• Problem to solve: Quote all entries in full, exactly.

• Records provided:
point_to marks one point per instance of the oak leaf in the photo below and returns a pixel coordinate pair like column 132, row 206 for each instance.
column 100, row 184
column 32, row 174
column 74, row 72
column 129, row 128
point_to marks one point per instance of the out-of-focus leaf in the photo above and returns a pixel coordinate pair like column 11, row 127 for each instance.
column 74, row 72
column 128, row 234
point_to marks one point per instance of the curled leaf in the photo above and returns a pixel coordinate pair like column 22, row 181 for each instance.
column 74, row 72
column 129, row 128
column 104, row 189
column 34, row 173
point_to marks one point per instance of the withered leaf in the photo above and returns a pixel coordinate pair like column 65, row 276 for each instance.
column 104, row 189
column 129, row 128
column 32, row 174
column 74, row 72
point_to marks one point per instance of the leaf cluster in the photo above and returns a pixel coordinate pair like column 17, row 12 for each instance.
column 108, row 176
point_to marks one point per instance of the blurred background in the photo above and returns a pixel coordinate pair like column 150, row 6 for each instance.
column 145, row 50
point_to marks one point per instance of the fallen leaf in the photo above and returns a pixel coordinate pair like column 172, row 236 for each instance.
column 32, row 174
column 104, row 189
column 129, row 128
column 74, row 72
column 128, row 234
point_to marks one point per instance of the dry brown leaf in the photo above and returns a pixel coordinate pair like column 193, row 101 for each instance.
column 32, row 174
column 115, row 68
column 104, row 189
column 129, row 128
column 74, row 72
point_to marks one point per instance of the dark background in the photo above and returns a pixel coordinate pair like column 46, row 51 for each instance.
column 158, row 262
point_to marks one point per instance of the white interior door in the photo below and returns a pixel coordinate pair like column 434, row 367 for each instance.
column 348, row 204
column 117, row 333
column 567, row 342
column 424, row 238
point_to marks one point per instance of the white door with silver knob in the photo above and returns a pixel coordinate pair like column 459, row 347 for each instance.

• Response:
point_to marks one point per instance of the oak leaf in the photo below and returns a pixel coordinate pair like column 132, row 206 for each instance.
column 100, row 184
column 32, row 174
column 74, row 72
column 129, row 128
point_to marks one point per instance of the out-of-focus leaf in the photo above and returns a pixel coordinate pair like column 11, row 127 for each instance.
column 74, row 72
column 128, row 234
point_to marks one point per instance of the curled leaf in the photo above and returns a pixel coordinate pair like column 22, row 181 for each instance.
column 74, row 72
column 129, row 128
column 104, row 189
column 34, row 173
point_to marks one point per instance of the withered leaf in the photo above and returns a pixel coordinate pair like column 65, row 276 for each instance.
column 104, row 189
column 129, row 128
column 32, row 174
column 74, row 72
point_to marks one point per instance of the leaf cluster in the photo above and returns a pixel coordinate pair like column 17, row 12 for each instance.
column 108, row 176
point_to marks one point per instance of the blurred background in the photo above and returns a pixel coordinate pair like column 150, row 6 for each instance.
column 145, row 50
point_to marks one point per instance of the fallen leaf in the photo above and returns a pixel coordinate pair like column 172, row 236 for each instance.
column 32, row 174
column 104, row 189
column 129, row 128
column 74, row 72
column 128, row 234
point_to marks one point per instance of the dry brown leaf in the photo above and returns a pixel coordinate pair like column 193, row 101 for each instance.
column 32, row 174
column 115, row 68
column 104, row 189
column 129, row 128
column 74, row 72
point_to marks one point per instance of the dark background in the photo above and returns a pixel coordinate pair like column 46, row 51 for each instance.
column 158, row 262
point_to marks one point per instance of the white interior door in the photo below and returns a pixel coordinate pair like column 434, row 367 for each instance.
column 348, row 204
column 117, row 333
column 567, row 342
column 424, row 238
point_to marks one point per instance of the white door with silver knob in the photo above and returns a pixel coordinate pair like column 459, row 347 for each instance.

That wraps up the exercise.